***** Supplied data *****

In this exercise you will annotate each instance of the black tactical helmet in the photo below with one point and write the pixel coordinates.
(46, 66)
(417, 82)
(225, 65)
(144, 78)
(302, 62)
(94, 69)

*****

- _Exercise requirements_
Return every item above unchanged, keeping each line in its original order.

- _Reply_
In this exercise you will annotate each instance of the black tactical helmet in the photo below with one point and write the pixel coordinates.
(46, 66)
(417, 82)
(225, 65)
(144, 78)
(302, 62)
(94, 69)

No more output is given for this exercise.